List of tasks »
1 > In the article on the Forward's influential list, how many students did Rabbi Eli Cohen and Geoffrey Davis meet with?
2 > List every topic that the article says the conversations with students focused on or centered on.

Extract »
▼
By COLlive reporter
2 Lubavitcher chassidim have been featured on the 50 most influential list of the Forward website and praised for their important work that has wider implications than the community they serve.
The first is Rabbi Eli Cohen:
Crown Heights, with its fraught history of black-Jewish tensions that erupted in riots 30 years ago, has this year seen a spike in violent attacks against the visibly Orthodox. Starting this summer, Rabbi Eli Cohen, executive director of the neighborhood’s Jewish community council, teamed up with a prominent black activist, Geoffrey Davis, to meet with more than 1,000 students, from pre-school through high school.
Some of the conversations focused on gentrification, and pernicious stereotypes that can drive racial tension. In some auditoriums, the discussions centered on bullying, depression and the forms of violence the students are exposed to. “We didn’t want to lecture to them, we wanted to really get a sense of what they were feeling,” said Cohen, who is 64. “We were role-modeling the relationship between the two of us,” he added. “That itself was a very powerful message.”
Breakfast: A pastry.
What’s the last thing you listened to on your phone? A Hasidic story.
Earliest Jewish memory: My father explaining Shabbos to BBC TV (around 1960)
▲
Records shown »
▼
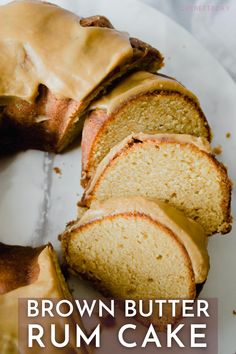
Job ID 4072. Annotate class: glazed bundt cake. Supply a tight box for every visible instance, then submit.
[61,197,209,331]
[81,71,210,187]
[0,243,84,354]
[0,0,163,153]
[80,133,232,235]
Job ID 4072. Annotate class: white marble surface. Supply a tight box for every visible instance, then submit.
[0,0,236,354]
[141,0,236,81]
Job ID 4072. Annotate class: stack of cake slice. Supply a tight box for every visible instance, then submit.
[61,64,232,320]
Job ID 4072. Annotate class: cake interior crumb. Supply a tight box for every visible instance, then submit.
[212,145,222,155]
[53,167,62,175]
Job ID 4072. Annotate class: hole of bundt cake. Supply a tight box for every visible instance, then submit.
[126,289,136,295]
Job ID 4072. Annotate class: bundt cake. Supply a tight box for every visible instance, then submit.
[61,197,209,331]
[81,71,210,187]
[80,133,232,235]
[0,243,82,354]
[0,0,163,153]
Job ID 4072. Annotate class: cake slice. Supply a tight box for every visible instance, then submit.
[81,133,232,235]
[0,0,163,153]
[81,71,211,187]
[60,197,209,320]
[0,243,87,354]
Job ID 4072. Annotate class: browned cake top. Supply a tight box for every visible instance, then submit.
[0,0,133,104]
[0,243,44,295]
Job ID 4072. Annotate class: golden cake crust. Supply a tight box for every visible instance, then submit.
[0,10,163,154]
[81,72,211,187]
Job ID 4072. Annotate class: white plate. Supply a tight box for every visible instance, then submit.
[0,0,236,354]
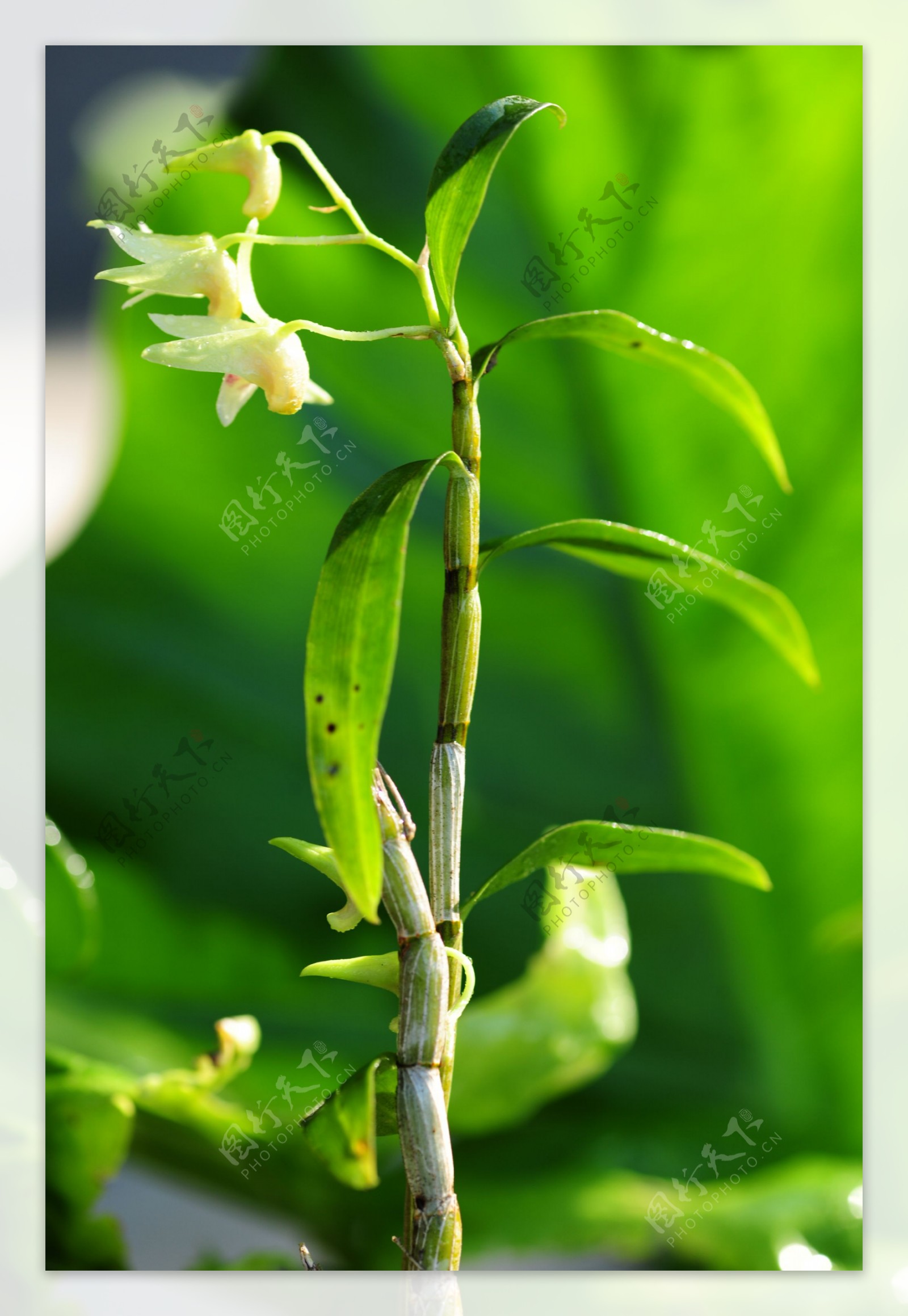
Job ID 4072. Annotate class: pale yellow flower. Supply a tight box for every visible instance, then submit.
[142,316,331,425]
[170,128,280,220]
[91,220,242,320]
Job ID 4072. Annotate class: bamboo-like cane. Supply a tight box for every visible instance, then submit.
[372,769,461,1270]
[429,376,482,1104]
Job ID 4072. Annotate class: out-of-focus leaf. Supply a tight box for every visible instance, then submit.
[304,453,466,922]
[813,904,863,951]
[472,311,791,494]
[455,1158,861,1270]
[268,836,362,932]
[450,864,637,1133]
[462,821,772,918]
[188,1251,300,1270]
[425,96,567,309]
[46,1057,136,1270]
[480,520,820,686]
[300,950,400,995]
[45,819,100,976]
[302,1057,381,1188]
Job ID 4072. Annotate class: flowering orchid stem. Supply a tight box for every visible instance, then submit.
[284,320,433,342]
[262,132,441,329]
[372,767,461,1270]
[429,358,482,1121]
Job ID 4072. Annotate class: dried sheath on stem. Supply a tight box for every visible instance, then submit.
[372,770,461,1270]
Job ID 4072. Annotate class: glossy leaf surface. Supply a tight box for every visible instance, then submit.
[300,950,400,995]
[302,1056,396,1188]
[463,821,772,921]
[450,864,637,1133]
[304,453,463,922]
[480,520,820,686]
[472,311,791,494]
[425,96,567,307]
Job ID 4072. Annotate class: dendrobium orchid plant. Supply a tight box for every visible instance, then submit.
[92,105,818,1270]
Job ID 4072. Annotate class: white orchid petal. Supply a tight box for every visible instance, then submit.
[142,316,309,416]
[216,375,258,427]
[95,223,242,317]
[171,128,280,220]
[91,220,216,260]
[149,312,258,338]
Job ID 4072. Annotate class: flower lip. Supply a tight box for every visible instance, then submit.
[142,314,310,425]
[92,220,241,318]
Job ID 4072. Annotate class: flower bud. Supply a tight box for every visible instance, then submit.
[180,128,280,220]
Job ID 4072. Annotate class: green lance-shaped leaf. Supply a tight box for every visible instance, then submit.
[480,520,820,686]
[462,821,772,918]
[472,311,791,494]
[450,864,637,1133]
[268,836,362,932]
[302,1056,397,1188]
[425,96,567,315]
[300,950,400,995]
[304,453,469,922]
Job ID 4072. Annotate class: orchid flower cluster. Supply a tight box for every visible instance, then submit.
[90,129,458,425]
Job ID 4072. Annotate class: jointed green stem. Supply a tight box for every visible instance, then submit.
[429,376,482,1103]
[372,770,461,1270]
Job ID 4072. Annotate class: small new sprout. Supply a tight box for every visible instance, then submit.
[173,128,280,220]
[90,220,242,320]
[142,316,327,425]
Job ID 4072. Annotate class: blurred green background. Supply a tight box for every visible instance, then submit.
[47,46,862,1268]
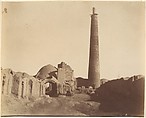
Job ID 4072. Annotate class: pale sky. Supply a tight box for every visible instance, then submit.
[1,1,145,79]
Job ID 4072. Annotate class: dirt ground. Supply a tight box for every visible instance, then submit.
[1,94,118,116]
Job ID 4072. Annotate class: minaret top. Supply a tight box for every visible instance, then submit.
[92,7,97,15]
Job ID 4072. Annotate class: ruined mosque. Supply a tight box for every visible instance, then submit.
[1,8,100,99]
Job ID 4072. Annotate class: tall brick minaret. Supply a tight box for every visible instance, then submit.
[88,7,100,88]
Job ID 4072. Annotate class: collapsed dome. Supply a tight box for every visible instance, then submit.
[35,64,57,79]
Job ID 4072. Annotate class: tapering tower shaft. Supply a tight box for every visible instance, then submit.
[88,8,100,88]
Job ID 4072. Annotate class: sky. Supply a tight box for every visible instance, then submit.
[1,1,145,79]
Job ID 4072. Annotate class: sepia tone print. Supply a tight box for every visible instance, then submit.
[1,1,145,117]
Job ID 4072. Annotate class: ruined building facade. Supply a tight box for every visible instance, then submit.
[1,62,76,99]
[1,69,45,99]
[88,8,100,88]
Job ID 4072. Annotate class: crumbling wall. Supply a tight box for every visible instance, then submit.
[1,69,14,94]
[57,62,76,94]
[1,69,45,99]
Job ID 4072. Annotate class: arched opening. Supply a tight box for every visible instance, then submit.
[29,80,33,96]
[21,81,24,98]
[2,75,6,94]
[12,78,19,96]
[45,82,58,97]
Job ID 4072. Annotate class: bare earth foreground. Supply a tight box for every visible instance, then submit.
[1,94,118,116]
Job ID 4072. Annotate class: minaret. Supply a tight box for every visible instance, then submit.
[88,7,100,88]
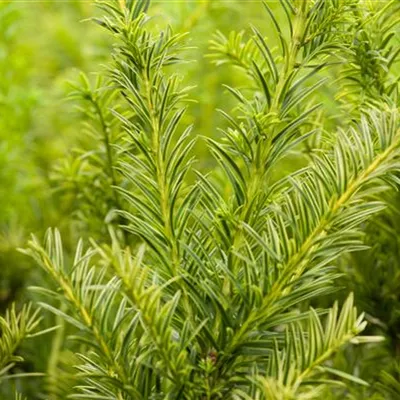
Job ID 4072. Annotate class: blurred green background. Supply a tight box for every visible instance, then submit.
[0,0,400,399]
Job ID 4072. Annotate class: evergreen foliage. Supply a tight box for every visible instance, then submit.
[0,0,400,400]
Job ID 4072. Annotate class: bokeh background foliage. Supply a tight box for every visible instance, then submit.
[0,0,400,400]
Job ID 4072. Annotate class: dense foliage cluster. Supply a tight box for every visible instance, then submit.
[0,0,400,400]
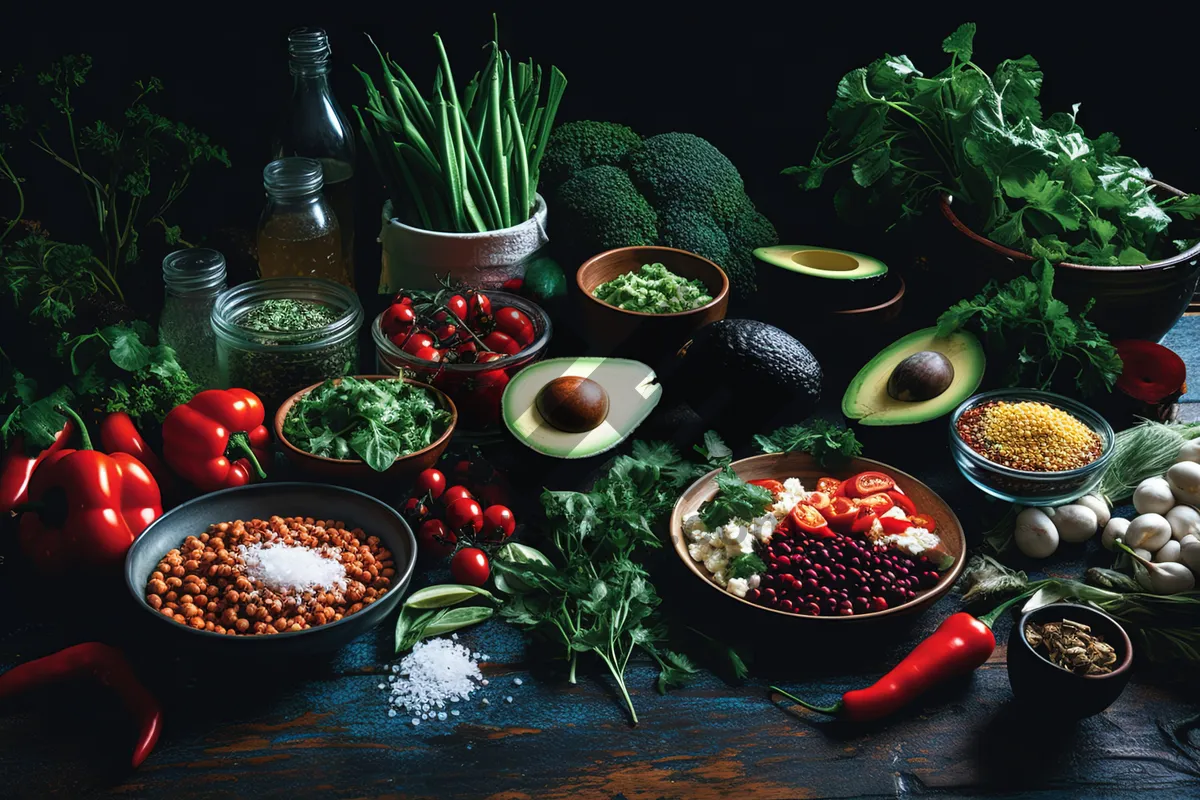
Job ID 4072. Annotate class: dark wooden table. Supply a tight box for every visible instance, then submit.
▲
Set of answers »
1 > More than 1,000 students, from pre-school through high school.

2 >
- Gentrification
- Pernicious stereotypes that can drive racial tension
- Bullying
- Depression
- The forms of violence the students are exposed to